» TASK LIST
1. In the thread on maximizing (a-3)(b-2)(c-1), what maximum value does the book give?
2. From the thread on maximizing (a-3)(b-2)(c-1), return the passage starting with "For positive real" and going on through "the issue ?".
3. In the thread on maximizing (a-3)(b-2)(c-1), why is Case 3 ruled out?

━━ EXCERPTED PASSAGE

For positive real numbers $a, b, c$, if $a + b + c = 18$, then max value of $(a-3)(b-2)(c-1) =$?
My approach:-
$a-3=x$
$b-2=y$
$c-1=z$
I get $x+y+z=12$ , and I need to find $\max(xyz)$.
So I applied AM-GM inequality here,
$\dfrac{x+y+z}{3} \geq \sqrt[3]{xyz}$,
which gives me the answer as $64$.
But the answer given in the book is $102$, and also it states that AM-GM cannot be applied here. I don't understand why can't we apply it here, the only condition AM-GM requires is that we have positive real numbers, right, then what is the issue ?
The maximum value of $102$ can be proven if we relax the constraints slightly, such that $a,b,c$ are all non-negative reals, instead of positive reals.
Case $1$: All $3$ terms are greater than or equal to zero. By AM-GM, \begin{align} \sqrt[3]{(a-3)(b-2)(c-1)} & \leq \dfrac{a-3+b-2+c-1}{3} \\ & =4. \end{align} This gives us $(a-3)(b-2)(c-1) \leq 64.$
Case $2$: Exactly $1$ term is less than or equal to zero. Clearly, $(a-3)(b-2)(c-1) \leq 0.$
Case $3$: All $3$ terms are less than or equal to zero, which is impossible since this would imply $a+b+c \leq 6$.

━━━━
━━ DATASET EXTRACT

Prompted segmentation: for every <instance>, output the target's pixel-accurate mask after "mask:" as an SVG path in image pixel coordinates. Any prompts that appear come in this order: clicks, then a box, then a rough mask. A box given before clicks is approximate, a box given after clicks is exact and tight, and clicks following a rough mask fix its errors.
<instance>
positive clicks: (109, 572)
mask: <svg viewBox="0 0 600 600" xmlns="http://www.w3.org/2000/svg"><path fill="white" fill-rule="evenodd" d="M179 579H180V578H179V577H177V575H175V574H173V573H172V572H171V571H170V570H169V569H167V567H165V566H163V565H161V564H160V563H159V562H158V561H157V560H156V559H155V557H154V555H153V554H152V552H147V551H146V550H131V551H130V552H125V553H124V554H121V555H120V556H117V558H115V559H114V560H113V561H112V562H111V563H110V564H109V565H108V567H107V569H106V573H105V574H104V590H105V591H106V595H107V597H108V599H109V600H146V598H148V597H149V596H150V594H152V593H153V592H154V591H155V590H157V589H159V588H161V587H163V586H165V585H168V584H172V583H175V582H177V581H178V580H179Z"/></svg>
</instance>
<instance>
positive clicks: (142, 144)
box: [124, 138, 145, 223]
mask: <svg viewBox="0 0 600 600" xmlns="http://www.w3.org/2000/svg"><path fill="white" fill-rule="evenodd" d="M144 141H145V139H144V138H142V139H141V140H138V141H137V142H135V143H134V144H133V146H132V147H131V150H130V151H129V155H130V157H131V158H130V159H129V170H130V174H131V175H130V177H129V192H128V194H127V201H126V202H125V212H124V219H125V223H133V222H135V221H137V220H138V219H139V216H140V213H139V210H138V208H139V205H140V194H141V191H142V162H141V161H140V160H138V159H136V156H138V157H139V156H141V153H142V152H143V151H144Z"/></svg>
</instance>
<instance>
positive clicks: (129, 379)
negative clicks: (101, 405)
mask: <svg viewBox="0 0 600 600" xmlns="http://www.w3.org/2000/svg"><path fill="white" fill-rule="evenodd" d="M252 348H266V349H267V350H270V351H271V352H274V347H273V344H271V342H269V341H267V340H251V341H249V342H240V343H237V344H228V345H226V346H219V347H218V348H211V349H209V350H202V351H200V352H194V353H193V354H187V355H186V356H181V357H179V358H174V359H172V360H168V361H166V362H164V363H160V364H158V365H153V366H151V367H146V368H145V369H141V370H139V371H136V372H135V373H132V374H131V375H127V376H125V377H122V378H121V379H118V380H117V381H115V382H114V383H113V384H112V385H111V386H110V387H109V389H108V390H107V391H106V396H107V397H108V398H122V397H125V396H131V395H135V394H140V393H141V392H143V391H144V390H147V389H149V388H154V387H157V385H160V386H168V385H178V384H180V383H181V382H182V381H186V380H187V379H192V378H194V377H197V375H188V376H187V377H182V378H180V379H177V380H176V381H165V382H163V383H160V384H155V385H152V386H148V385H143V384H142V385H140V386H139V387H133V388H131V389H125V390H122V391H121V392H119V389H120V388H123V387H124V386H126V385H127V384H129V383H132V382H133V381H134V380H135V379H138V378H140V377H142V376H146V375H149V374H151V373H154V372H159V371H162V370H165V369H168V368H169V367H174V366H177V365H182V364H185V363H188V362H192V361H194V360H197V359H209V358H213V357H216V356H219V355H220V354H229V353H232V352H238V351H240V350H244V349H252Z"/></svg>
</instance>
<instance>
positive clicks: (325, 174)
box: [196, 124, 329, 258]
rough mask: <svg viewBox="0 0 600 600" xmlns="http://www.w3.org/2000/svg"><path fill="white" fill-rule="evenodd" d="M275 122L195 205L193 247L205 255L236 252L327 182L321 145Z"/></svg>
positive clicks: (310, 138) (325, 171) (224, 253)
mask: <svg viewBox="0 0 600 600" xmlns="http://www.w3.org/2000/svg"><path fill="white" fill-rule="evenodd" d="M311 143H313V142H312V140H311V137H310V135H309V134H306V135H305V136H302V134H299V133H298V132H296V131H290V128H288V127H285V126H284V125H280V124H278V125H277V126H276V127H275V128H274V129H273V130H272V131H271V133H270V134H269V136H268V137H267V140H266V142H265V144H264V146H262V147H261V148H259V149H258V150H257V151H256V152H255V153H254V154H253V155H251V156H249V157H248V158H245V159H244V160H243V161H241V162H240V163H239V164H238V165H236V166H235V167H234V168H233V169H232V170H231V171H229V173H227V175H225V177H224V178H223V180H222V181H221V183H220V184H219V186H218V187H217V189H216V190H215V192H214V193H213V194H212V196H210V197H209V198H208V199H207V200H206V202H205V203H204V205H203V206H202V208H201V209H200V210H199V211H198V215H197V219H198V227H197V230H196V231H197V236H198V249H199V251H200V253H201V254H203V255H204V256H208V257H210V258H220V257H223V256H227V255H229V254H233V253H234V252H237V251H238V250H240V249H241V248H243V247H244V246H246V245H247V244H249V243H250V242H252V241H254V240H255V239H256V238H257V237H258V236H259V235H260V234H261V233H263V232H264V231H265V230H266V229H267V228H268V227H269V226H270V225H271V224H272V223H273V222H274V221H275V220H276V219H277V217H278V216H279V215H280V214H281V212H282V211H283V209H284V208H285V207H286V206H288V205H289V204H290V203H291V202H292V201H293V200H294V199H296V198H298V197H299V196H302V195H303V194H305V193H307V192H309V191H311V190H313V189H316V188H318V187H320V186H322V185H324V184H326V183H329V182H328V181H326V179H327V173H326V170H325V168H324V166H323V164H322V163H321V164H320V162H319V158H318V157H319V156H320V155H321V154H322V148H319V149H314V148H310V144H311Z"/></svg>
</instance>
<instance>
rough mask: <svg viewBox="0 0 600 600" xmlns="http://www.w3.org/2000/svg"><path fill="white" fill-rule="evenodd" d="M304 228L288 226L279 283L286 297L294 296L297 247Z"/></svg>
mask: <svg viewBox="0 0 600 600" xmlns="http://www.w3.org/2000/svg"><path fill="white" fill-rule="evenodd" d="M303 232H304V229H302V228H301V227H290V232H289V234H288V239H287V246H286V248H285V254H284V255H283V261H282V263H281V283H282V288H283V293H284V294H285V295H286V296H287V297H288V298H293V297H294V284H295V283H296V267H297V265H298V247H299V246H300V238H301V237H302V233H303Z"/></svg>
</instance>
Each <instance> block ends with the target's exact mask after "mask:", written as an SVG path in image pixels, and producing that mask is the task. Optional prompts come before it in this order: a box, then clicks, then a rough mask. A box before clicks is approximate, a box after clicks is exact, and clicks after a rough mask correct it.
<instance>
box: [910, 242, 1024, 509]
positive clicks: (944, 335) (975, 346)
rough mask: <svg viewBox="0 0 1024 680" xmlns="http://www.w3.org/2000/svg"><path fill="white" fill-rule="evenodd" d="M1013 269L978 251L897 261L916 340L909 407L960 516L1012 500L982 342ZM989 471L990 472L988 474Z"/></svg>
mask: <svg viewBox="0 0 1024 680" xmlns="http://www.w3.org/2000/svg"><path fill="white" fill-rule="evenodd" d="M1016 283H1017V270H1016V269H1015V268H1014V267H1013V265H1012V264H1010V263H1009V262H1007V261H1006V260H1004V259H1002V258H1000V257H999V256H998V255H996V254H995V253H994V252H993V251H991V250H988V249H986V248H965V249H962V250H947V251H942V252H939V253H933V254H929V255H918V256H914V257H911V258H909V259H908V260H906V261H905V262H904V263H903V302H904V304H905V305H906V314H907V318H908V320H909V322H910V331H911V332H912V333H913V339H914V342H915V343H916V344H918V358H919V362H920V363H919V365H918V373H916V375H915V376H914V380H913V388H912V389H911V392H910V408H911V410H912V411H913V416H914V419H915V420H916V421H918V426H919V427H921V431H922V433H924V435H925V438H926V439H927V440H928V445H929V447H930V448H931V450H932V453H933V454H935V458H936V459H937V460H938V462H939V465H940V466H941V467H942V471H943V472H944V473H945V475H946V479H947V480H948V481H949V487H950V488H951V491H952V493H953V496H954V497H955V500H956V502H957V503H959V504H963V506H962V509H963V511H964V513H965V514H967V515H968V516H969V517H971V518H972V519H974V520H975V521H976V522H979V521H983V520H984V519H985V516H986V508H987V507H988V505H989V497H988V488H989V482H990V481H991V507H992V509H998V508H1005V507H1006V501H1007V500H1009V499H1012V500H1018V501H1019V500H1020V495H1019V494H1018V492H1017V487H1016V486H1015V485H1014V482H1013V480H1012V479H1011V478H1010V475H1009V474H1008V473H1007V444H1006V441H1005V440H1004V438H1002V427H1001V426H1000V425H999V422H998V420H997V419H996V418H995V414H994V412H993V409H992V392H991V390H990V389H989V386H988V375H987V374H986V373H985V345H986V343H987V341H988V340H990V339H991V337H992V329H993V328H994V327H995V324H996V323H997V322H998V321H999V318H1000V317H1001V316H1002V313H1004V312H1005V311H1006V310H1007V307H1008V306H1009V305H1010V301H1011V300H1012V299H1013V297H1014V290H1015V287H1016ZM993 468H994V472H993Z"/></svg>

━━━━

» ANSWERS PROVIDED
1. 102

2.
For positive real numbers $a, b, c$, if $a + b + c = 18$, then max value of $(a-3)(b-2)(c-1) =$?
My approach:-
$a-3=x$
$b-2=y$
$c-1=z$
I get $x+y+z=12$ , and I need to find $\max(xyz)$.
So I applied AM-GM inequality here,
$\dfrac{x+y+z}{3} \geq \sqrt[3]{xyz}$,
which gives me the answer as $64$.
But the answer given in the book is $102$, and also it states that AM-GM cannot be applied here. I don't understand why can't we apply it here, the only condition AM-GM requires is that we have positive real numbers, right, then what is the issue ?

3. If all three terms were less than or equal to zero, then a + b + c would be at most 6. That is impossible, because a + b + c equals 18.